▸ AIM
Change every "marker" to "point" in the items from the line with "Each instance of the hockey stick in" to the line with "x=523 y=328", and write out only those lines again, with nothing else altered.

--- START OF INFORMATION SUPPLIED ---

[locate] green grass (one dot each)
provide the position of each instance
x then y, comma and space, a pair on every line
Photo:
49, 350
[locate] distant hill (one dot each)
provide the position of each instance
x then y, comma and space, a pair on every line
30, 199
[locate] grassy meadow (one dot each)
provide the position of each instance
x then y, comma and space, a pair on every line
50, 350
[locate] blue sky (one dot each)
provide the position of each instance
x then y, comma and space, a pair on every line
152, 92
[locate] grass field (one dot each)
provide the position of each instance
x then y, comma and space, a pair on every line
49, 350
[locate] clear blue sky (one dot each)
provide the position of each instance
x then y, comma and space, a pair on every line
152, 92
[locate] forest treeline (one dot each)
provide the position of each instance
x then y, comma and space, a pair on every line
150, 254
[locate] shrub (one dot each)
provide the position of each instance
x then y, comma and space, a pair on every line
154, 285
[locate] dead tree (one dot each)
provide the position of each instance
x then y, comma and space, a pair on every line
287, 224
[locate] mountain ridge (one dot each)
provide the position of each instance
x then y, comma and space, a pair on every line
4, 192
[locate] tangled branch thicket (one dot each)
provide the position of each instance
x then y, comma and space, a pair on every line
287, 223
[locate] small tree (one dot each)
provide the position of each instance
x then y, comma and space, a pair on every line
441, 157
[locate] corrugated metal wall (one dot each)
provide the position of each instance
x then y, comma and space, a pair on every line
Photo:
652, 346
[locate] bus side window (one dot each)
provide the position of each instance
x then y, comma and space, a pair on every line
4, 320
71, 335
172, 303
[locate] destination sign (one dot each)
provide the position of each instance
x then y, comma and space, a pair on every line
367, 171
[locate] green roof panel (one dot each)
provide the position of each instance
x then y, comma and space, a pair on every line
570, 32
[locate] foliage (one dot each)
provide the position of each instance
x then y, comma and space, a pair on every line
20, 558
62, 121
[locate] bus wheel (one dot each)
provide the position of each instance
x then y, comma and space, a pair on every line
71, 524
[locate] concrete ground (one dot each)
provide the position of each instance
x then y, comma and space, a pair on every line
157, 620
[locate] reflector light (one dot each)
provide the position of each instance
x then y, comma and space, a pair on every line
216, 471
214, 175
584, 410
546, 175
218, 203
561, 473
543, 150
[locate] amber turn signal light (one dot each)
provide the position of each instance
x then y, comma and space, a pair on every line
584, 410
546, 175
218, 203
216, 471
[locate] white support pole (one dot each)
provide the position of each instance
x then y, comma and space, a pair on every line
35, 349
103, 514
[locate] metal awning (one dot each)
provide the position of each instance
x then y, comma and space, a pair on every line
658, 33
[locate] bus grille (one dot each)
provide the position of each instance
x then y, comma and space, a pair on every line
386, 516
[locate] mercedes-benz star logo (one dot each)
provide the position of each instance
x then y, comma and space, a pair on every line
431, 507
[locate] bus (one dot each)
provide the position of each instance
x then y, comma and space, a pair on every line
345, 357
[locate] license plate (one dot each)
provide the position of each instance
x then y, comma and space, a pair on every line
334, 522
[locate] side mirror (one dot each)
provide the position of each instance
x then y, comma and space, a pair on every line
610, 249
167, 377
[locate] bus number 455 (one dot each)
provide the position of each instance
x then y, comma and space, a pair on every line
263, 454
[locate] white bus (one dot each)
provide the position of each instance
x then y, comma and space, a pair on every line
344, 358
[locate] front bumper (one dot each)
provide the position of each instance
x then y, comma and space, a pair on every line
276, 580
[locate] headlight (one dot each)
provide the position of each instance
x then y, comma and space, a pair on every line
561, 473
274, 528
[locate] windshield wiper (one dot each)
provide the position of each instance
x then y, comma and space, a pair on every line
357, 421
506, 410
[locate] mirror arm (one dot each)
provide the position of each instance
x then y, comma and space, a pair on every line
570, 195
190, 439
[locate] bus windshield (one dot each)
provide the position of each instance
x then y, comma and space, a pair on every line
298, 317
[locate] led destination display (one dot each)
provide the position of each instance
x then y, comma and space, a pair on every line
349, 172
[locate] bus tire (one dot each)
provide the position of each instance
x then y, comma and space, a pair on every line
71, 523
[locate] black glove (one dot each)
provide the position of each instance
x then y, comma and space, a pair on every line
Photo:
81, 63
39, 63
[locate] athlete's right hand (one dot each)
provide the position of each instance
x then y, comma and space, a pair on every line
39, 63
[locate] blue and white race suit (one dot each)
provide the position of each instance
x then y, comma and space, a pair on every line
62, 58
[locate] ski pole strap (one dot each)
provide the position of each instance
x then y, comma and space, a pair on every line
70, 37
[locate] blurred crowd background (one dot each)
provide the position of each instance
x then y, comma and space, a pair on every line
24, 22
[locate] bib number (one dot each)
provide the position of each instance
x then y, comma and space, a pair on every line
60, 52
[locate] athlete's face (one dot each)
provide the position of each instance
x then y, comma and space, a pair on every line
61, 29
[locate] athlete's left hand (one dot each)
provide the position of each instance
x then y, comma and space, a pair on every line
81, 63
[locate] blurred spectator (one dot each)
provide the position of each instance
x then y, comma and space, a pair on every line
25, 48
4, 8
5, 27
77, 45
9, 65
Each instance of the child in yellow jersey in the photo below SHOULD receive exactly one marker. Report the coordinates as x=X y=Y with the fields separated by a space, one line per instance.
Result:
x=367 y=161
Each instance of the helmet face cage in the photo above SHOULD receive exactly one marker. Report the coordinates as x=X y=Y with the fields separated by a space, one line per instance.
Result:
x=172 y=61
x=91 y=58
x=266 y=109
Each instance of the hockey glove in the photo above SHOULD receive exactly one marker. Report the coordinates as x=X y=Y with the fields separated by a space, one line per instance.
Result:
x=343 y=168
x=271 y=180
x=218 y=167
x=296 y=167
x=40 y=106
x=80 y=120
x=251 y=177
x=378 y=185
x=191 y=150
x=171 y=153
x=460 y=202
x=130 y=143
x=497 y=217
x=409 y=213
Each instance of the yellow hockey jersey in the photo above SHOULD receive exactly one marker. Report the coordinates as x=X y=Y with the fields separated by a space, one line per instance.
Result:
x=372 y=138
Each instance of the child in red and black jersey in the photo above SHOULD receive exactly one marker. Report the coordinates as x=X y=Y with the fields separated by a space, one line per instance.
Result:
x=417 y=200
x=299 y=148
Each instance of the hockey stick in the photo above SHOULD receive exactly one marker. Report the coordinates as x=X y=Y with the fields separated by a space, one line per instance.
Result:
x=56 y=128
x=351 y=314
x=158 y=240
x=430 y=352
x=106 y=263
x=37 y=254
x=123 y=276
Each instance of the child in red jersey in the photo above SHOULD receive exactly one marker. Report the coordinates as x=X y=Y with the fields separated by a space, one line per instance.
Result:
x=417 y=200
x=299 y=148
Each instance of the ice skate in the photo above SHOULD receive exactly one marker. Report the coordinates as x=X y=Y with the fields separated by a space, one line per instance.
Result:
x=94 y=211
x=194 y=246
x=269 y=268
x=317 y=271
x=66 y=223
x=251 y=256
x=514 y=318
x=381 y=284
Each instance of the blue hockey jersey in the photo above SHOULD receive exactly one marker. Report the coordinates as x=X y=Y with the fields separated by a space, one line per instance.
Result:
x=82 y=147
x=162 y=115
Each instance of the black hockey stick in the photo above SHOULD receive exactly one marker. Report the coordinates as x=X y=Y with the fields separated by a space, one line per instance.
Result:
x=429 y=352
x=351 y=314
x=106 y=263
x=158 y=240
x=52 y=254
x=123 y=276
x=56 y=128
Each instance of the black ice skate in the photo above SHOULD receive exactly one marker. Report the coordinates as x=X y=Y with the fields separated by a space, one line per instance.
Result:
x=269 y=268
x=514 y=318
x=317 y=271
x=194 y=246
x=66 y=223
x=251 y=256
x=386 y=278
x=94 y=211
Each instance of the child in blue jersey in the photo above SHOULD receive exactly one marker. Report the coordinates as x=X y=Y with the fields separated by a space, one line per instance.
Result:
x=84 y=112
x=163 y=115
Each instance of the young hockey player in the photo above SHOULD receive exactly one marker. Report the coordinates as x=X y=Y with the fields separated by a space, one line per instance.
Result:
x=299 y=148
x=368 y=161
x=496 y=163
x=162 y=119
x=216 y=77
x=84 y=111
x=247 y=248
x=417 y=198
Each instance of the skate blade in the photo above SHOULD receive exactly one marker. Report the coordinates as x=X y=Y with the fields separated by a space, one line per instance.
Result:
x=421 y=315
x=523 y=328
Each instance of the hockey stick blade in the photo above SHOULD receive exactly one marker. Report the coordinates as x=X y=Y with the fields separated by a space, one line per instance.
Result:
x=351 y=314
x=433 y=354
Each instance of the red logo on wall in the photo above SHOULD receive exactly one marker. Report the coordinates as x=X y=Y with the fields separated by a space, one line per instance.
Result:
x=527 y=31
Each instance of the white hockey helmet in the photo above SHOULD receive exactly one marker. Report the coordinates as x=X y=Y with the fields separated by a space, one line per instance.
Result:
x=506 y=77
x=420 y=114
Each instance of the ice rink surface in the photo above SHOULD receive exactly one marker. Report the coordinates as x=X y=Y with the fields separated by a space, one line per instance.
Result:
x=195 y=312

--- END OF INFORMATION SUPPLIED ---

▸ ANSWER TO THE PROBLEM
Each instance of the hockey stick in the photo above SHOULD receive exactly one point. Report the coordinates as x=X y=Y with the fields separated by a space, one line per instance.
Result:
x=56 y=128
x=351 y=314
x=158 y=240
x=430 y=352
x=106 y=263
x=37 y=254
x=123 y=276
Each instance of the child in red jersey in the photo above SHOULD receive exactly one point. Report the coordinates as x=X y=Y with the fields separated by a space, one line per instance.
Result:
x=417 y=200
x=299 y=148
Each instance of the ice skate in the photo above SHOULD receive exactly one point. Report the coordinates as x=X y=Y with the fields separated by a space, one line per instance.
Result:
x=94 y=211
x=194 y=246
x=269 y=268
x=317 y=271
x=66 y=223
x=251 y=256
x=514 y=318
x=381 y=284
Each instance of the blue hockey jersey in the photo above SHOULD receive exactly one point. Report the coordinates as x=X y=Y with the fields separated by a space, one line per instance.
Result:
x=82 y=147
x=162 y=115
Each instance of the black hockey stick in the photo above SHOULD receive exactly one point. Report the coordinates as x=X y=Y with the fields separated by a space, one line per instance.
Result:
x=429 y=352
x=351 y=314
x=106 y=263
x=158 y=240
x=52 y=254
x=123 y=276
x=56 y=128
Each instance of the black ice skate in the photo above SHOULD receive exactly one point. Report the coordinates as x=X y=Y with the fields separated by a space, one line per instance.
Result:
x=269 y=268
x=514 y=318
x=317 y=271
x=194 y=246
x=66 y=223
x=251 y=256
x=386 y=278
x=94 y=211
Each instance of the child in blue jersey in the photo above SHOULD receive exactly one point. Report the coordinates as x=X y=Y with the fields separated by a space, one line per instance.
Result:
x=84 y=112
x=163 y=115
Each instance of the young hockey player in the photo above SHOULD receive exactly one point. Report the coordinates as x=X y=Y with the fields separated by a space, one line per instance.
Result:
x=299 y=148
x=368 y=161
x=496 y=163
x=162 y=119
x=216 y=77
x=84 y=111
x=247 y=248
x=417 y=198
Each instance of the skate blade in the photo above SHOULD receive exactly one point. Report the coordinates as x=X y=Y with the fields separated by a space, one line per instance.
Result:
x=421 y=315
x=523 y=328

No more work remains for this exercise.